Your objective: Can you quote all of the material below word for word, omitting the pictures?

Dataset excerpt:
## BEGIN

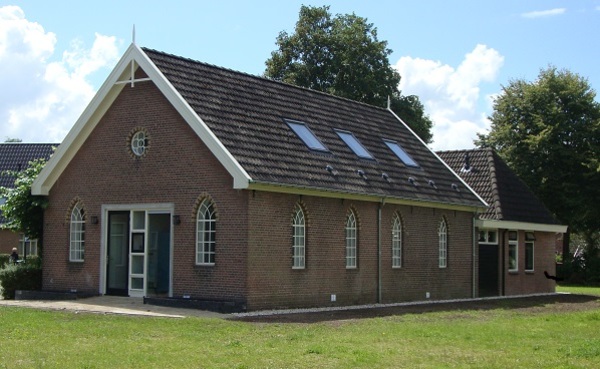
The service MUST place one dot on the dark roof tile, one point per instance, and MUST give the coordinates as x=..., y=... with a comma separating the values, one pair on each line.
x=247, y=115
x=16, y=156
x=509, y=198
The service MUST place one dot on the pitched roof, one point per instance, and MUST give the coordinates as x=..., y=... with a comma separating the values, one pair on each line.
x=241, y=119
x=17, y=155
x=510, y=199
x=247, y=114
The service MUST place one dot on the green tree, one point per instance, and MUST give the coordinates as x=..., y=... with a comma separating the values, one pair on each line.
x=342, y=56
x=23, y=211
x=548, y=131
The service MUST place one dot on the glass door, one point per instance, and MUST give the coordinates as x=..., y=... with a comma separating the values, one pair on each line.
x=117, y=253
x=158, y=254
x=137, y=261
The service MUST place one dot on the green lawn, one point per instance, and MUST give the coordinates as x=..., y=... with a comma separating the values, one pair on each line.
x=582, y=290
x=502, y=338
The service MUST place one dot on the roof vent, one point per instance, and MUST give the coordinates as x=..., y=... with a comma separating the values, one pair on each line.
x=362, y=173
x=467, y=165
x=330, y=169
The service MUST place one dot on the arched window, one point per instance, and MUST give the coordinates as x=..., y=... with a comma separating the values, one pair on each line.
x=77, y=234
x=443, y=244
x=205, y=233
x=351, y=241
x=397, y=242
x=299, y=239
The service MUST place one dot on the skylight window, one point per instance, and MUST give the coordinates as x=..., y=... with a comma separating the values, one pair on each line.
x=354, y=144
x=400, y=153
x=306, y=135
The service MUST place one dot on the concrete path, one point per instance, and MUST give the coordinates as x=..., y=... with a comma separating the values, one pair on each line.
x=112, y=305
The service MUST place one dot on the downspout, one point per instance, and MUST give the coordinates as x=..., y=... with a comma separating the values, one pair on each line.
x=474, y=259
x=379, y=237
x=502, y=268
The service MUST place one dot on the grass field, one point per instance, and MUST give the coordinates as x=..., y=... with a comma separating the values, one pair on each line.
x=499, y=338
x=584, y=290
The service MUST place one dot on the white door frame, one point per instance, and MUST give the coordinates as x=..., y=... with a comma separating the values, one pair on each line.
x=154, y=208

## END

Final result:
The service MUST place one dot on the dark roof tile, one point per instance, and MUST give the coordinates as x=..., y=... with a comma separating the values, one pair on each line.
x=247, y=115
x=16, y=156
x=509, y=198
The service MUST place one dot on the pitched roof, one point per instance, and MUST give the coordinates as x=..., y=... with a comma separating the values, one pair on each line.
x=241, y=119
x=17, y=155
x=510, y=199
x=247, y=114
The service MUST place one dot on the green tree, one point per instance, and MUST give the coordinates as x=..., y=... with a comma separating the values, one pair on each line.
x=342, y=56
x=23, y=211
x=548, y=131
The service MUST place one dot on the glass door, one point per instance, and MUST give the coordinates as x=..., y=... with a comma separating the values, one pair on each line.
x=117, y=253
x=158, y=254
x=137, y=261
The service MUST place one dot on the green lawn, one point per instance, and MUST give the coordinates as x=..., y=... with a comma separating the values, one pair on each line.
x=582, y=290
x=502, y=338
The service MUST place one dot on the roof vent, one point per instance, and MUST give the coordinates as x=..., y=... with a comma separating the values, one pair on each line.
x=362, y=173
x=467, y=165
x=330, y=169
The service MUST place one dot on the arched window, one point per instance, and MUST give the coordinates as x=..., y=... with a comma separating the values, one pair on each line.
x=77, y=234
x=443, y=244
x=205, y=233
x=351, y=241
x=397, y=242
x=299, y=239
The service MUST place one dot on the skylight window, one point per instance, and MUST give the coordinates as x=..., y=... with a comma separating the values, one pair on each line.
x=354, y=144
x=400, y=153
x=306, y=135
The service MUST place one dot on the concrete path, one point per instance, and MUST give the coordinates as x=..., y=... with a comma separating the values, one pair on each line.
x=112, y=305
The service MUST place one dot on the downspout, one point per instance, and MUST give the coordinates as x=..., y=... with a comma separating the values, one pair on each line.
x=474, y=259
x=379, y=237
x=502, y=268
The service MUST place one dot on the grass field, one point per instance, and MUST give the coordinates as x=..., y=... with a comma separating the values, one pair on each line.
x=499, y=338
x=584, y=290
The service MUST place one dot on the white door frame, one point per instance, and MUST give the coordinates as x=..., y=... with a comma separating the values, one pair on each line.
x=154, y=208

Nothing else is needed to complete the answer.